■ TASK INSTRUCTIONS: Would you return the complete listing below word for word?

★ ★ ★ ★ ★ ★ ★

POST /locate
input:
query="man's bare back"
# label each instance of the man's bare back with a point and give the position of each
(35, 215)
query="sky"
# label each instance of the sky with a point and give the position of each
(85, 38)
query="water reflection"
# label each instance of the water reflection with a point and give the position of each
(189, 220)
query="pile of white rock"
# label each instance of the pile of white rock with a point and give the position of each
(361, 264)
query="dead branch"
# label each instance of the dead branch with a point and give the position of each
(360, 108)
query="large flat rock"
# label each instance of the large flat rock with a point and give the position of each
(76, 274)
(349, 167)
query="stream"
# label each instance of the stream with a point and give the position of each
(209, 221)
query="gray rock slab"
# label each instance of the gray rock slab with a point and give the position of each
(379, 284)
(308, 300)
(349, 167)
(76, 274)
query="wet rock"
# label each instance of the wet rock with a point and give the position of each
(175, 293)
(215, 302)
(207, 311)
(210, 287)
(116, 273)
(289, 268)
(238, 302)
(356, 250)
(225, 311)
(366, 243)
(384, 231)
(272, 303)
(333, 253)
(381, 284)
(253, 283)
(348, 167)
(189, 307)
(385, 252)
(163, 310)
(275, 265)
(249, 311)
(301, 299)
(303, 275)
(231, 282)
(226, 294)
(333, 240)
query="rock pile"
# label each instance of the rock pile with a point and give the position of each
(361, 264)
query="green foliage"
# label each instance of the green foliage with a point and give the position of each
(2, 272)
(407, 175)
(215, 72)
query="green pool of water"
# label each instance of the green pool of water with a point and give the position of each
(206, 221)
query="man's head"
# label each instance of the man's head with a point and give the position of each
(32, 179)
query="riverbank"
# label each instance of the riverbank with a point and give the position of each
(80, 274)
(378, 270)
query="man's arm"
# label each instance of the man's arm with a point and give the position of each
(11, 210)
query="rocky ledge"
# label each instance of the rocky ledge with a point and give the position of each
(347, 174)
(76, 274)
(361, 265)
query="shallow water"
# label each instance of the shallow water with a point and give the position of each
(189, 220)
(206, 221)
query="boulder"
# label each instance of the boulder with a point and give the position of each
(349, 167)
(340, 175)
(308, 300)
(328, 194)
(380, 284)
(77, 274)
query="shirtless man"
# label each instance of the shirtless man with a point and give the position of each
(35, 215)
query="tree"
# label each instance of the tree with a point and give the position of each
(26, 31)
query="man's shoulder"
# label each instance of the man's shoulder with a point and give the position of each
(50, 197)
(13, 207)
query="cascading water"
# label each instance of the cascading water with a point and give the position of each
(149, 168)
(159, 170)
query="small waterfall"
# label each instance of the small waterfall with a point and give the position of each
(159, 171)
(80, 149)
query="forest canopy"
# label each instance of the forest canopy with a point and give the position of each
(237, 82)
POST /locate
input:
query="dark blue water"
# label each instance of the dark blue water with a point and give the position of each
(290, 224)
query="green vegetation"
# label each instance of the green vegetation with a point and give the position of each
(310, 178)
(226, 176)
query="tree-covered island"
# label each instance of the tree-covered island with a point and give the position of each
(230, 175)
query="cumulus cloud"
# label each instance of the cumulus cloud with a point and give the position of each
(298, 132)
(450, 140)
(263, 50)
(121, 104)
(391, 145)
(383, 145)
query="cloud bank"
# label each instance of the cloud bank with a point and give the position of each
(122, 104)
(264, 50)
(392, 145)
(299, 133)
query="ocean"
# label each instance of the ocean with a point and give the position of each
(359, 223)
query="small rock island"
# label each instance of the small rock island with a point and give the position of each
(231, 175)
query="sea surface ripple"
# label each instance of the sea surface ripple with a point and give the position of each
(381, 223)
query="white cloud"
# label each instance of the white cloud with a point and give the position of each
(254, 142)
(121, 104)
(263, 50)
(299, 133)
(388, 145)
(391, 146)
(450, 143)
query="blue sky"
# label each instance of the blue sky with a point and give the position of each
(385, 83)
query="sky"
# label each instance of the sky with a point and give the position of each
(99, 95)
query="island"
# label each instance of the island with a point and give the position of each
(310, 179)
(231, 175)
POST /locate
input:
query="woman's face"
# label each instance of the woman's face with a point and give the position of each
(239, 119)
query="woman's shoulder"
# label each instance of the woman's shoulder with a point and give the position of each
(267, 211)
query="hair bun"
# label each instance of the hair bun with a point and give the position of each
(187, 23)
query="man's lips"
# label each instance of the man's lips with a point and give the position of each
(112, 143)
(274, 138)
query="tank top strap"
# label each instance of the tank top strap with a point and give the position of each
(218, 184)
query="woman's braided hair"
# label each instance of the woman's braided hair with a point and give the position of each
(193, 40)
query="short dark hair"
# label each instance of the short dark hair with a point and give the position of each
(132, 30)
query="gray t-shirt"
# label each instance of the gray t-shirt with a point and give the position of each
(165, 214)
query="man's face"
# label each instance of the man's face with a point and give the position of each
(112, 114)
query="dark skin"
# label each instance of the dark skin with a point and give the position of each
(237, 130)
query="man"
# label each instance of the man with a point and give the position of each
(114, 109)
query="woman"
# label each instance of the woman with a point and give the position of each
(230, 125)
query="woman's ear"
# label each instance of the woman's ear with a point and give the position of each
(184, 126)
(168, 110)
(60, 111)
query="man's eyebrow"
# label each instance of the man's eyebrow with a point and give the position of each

★ ★ ★ ★ ★ ★ ★

■ RESULT OF THE TASK:
POST /locate
input:
query="man's bare back"
# label each instance of the man's bare back with a point and give the position of each
(35, 215)
query="sky"
# label each instance of the sky with a point and give the position of each
(85, 38)
query="water reflection"
# label each instance of the water reflection with a point and give the position of each
(189, 220)
query="pile of white rock"
# label each instance of the pile of white rock with a point and give the position of each
(361, 264)
query="dead branch"
# label each instance of the dead branch with a point and give the position of each
(360, 108)
query="large flat rock"
# label each instance of the large flat rock with a point and give the position of each
(76, 274)
(349, 167)
query="stream"
# label each instance of the stream with a point and give the position of each
(209, 221)
query="gray rock slab"
# label each instance of the gray rock slab with a point and give the position of each
(379, 284)
(308, 300)
(349, 167)
(76, 274)
query="wet rock"
# label each instance of the wet rock with a point and give the position of each
(175, 293)
(215, 302)
(207, 311)
(210, 287)
(116, 273)
(289, 268)
(238, 302)
(356, 250)
(225, 311)
(366, 243)
(384, 231)
(272, 303)
(333, 253)
(381, 284)
(253, 283)
(348, 167)
(189, 307)
(385, 252)
(163, 310)
(275, 265)
(249, 311)
(301, 299)
(303, 275)
(231, 282)
(226, 294)
(333, 240)
query="rock pile"
# label each instance of the rock pile with a point and give the position of each
(361, 264)
query="green foliage"
# label each instance of the green foliage with a point and give the position of each
(2, 272)
(407, 175)
(215, 72)
query="green pool of water"
# label each instance of the green pool of water with a point and give the position of each
(206, 221)
query="man's head"
# label each instance of the man's head with a point and give the position of each
(32, 179)
query="riverbank"
# label each instance of the riverbank with a point and give the position of each
(80, 274)
(378, 270)
query="man's arm"
# label each instance of the man's arm with a point and give the position of each
(11, 210)
query="rocky ledge"
# label each instance of the rocky ledge with a point and give the position of each
(347, 174)
(76, 274)
(361, 265)
query="shallow water"
# label each instance of the shallow water with a point and give the position of each
(189, 220)
(206, 221)
query="boulder"
# label each instance of the boulder with a point and give the position of each
(349, 167)
(340, 175)
(308, 300)
(328, 194)
(380, 284)
(77, 274)
query="shirtless man"
# label each instance of the shirtless man with a point and give the position of each
(35, 215)
query="tree"
# label each instance of the tree with a point and give the position of each
(26, 31)
query="man's shoulder"
# label each instance of the man's shoulder with a point and give the position of each
(50, 197)
(13, 207)
query="cascading water"
# label each instance of the cascading water with a point and give the position of each
(149, 168)
(159, 170)
query="small waterfall"
# label each instance of the small waterfall with a point and give the position of each
(159, 171)
(80, 149)
query="forest canopy"
# label each instance of the forest canopy with a point and give the position of each
(237, 82)
POST /locate
input:
query="dark blue water"
# label each instance of the dark blue water with a point and give the position of each
(290, 224)
query="green vegetation"
# label each instance of the green vegetation with a point and give the position of each
(310, 178)
(226, 176)
query="tree-covered island"
# label each instance of the tree-covered island with a point and give the position of each
(230, 175)
query="cumulus cloud"
# label each instance of the cumulus cloud with a point and give the position of each
(298, 132)
(450, 140)
(263, 50)
(121, 104)
(391, 145)
(383, 145)
query="cloud bank"
# label each instance of the cloud bank with a point and give the position of each
(122, 104)
(264, 50)
(392, 145)
(299, 133)
query="ocean"
# label each instance of the ocean with a point and give the position of each
(359, 223)
query="small rock island"
# label each instance of the small rock island with a point and give the position of each
(231, 175)
query="sea surface ripple"
# label each instance of the sea surface ripple with a point and give the position of each
(381, 223)
query="white cloud"
# label each instance of the white cloud with a point and give the position of each
(254, 142)
(121, 104)
(263, 50)
(299, 133)
(388, 145)
(391, 146)
(450, 143)
query="blue sky"
# label each instance of the blue sky with a point and give the position of each
(385, 83)
query="sky"
# label each instance of the sky with a point and give the position of each
(99, 95)
query="island"
# label each instance of the island with a point and give the position of each
(310, 179)
(231, 175)
POST /locate
input:
query="woman's face"
# label each instance of the woman's face with a point and give the position of each
(239, 119)
query="woman's shoulder"
# label each instance of the woman's shoulder with a point and give the position of each
(267, 211)
query="hair bun"
# label each instance of the hair bun with a point and give the position of each
(187, 23)
query="man's lips"
# label each instance of the man's lips with a point and give the position of each
(112, 143)
(274, 138)
query="tank top strap"
# label each instance of the tank top strap with a point and give the position of each
(218, 184)
query="woman's braided hair"
# label each instance of the woman's braided hair with a point and give the position of each
(193, 40)
query="short dark hair"
# label each instance of the short dark hair with a point and give the position of each
(132, 30)
query="gray t-shirt"
# label each instance of the gray t-shirt with a point and give the position of each
(165, 214)
query="man's face"
# label each instance of the man's face with a point and give the position of each
(112, 114)
query="dark skin"
# label each instance of the dark skin with a point and give the position of each
(237, 130)
query="man"
# label each instance of the man with a point and give the position of each
(114, 109)
query="woman"
# label each instance of the woman with a point and give the position of each
(230, 125)
query="woman's ear"
# label each instance of the woman's ear with a point and give the position of each
(184, 126)
(168, 110)
(60, 111)
query="man's eyebrow"
# label each instance of the man's eyebrow with a point and give the position of each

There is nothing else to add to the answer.